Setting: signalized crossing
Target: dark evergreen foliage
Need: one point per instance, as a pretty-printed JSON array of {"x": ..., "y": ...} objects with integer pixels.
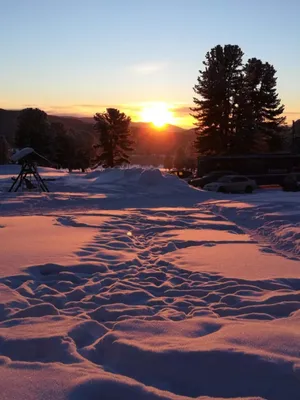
[
  {"x": 4, "y": 150},
  {"x": 168, "y": 162},
  {"x": 237, "y": 109},
  {"x": 215, "y": 109},
  {"x": 115, "y": 141}
]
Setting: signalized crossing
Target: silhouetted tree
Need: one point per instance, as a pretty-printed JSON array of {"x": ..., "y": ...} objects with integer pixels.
[
  {"x": 238, "y": 109},
  {"x": 115, "y": 140},
  {"x": 4, "y": 150},
  {"x": 33, "y": 130},
  {"x": 260, "y": 121},
  {"x": 168, "y": 162},
  {"x": 180, "y": 158},
  {"x": 215, "y": 105}
]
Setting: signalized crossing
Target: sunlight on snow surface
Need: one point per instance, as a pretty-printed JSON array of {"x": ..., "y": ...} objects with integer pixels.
[{"x": 129, "y": 284}]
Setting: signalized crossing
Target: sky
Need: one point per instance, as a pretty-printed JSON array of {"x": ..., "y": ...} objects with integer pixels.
[{"x": 78, "y": 57}]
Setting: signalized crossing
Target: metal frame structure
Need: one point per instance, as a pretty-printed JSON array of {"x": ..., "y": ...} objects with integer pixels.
[{"x": 28, "y": 169}]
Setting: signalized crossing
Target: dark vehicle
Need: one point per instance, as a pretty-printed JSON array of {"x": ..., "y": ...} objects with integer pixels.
[
  {"x": 209, "y": 178},
  {"x": 291, "y": 183},
  {"x": 182, "y": 174},
  {"x": 232, "y": 184},
  {"x": 265, "y": 169}
]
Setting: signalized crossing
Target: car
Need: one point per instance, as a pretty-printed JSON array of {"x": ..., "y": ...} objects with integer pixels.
[
  {"x": 182, "y": 174},
  {"x": 291, "y": 182},
  {"x": 209, "y": 178},
  {"x": 232, "y": 184}
]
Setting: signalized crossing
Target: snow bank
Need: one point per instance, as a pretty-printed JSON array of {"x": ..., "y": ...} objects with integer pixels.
[
  {"x": 273, "y": 215},
  {"x": 164, "y": 301}
]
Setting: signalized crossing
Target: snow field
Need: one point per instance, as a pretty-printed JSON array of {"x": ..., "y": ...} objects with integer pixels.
[{"x": 156, "y": 291}]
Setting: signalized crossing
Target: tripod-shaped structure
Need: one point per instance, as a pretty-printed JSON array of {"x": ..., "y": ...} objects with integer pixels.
[{"x": 28, "y": 173}]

PROBLEM STATEMENT:
Text only, please: give the listing again word for word with no images.

THE COMPLETED TASK:
Setting: signalized crossing
Target: dark evergreen foliage
Need: one point per instance, as a pretty-printed JSON array of {"x": ..., "y": ...} objects with integer pixels.
[
  {"x": 4, "y": 150},
  {"x": 168, "y": 162},
  {"x": 237, "y": 109},
  {"x": 215, "y": 109},
  {"x": 115, "y": 141}
]
Setting: signalized crossing
Target: silhouetted tree
Need: one point per instance, as a pretty-printed JSON array of {"x": ..., "y": ...} objects with integer pixels.
[
  {"x": 238, "y": 109},
  {"x": 115, "y": 140},
  {"x": 4, "y": 150},
  {"x": 33, "y": 130},
  {"x": 260, "y": 121},
  {"x": 168, "y": 162},
  {"x": 180, "y": 158},
  {"x": 215, "y": 105}
]
Setting: signalized crossing
Target: sunlight on snow surface
Need: one point per instance, as a pretty-printed JSON array of {"x": ..., "y": ...} objects with integer pixels.
[{"x": 129, "y": 284}]
Setting: signalized crossing
Target: sky
Need: one point per instance, as a pretty-printed JSON array of {"x": ..., "y": ...} objects with integer pixels.
[{"x": 78, "y": 57}]
Setting: signalized crossing
Target: metal frame structure
Need: one point per instance, as a pretty-printed JSON array of {"x": ..., "y": ...} objects with integer pixels.
[{"x": 28, "y": 169}]
Setting: signalized crossing
Target: dark vehicle
Need: one point per instance, as a pretty-printed JSON array of {"x": ..., "y": ...} objects with integer pixels.
[
  {"x": 209, "y": 178},
  {"x": 291, "y": 183},
  {"x": 182, "y": 174},
  {"x": 232, "y": 184},
  {"x": 265, "y": 169}
]
Setting: signalized crossing
Target: car
Need: one point per instance, as a pretty-printed JSON array of {"x": ..., "y": ...} objects with integer pixels.
[
  {"x": 182, "y": 174},
  {"x": 291, "y": 182},
  {"x": 209, "y": 178},
  {"x": 232, "y": 184}
]
Setting: signalized crossing
Target: snow bank
Need: one point per instance, as a pretty-printed JSON array of {"x": ..., "y": ...} objects with integer pixels.
[
  {"x": 273, "y": 215},
  {"x": 164, "y": 301}
]
Setting: signalized crossing
Target: snow field
Need: one point per instance, as a pretty-printed JSON array of {"x": ..., "y": ...} objects with integer pixels.
[{"x": 156, "y": 291}]
Setting: signalized crossing
Target: tripod-shaped structure
Need: one point per instance, as a pretty-printed JSON array of {"x": ..., "y": ...} objects with integer pixels.
[{"x": 28, "y": 173}]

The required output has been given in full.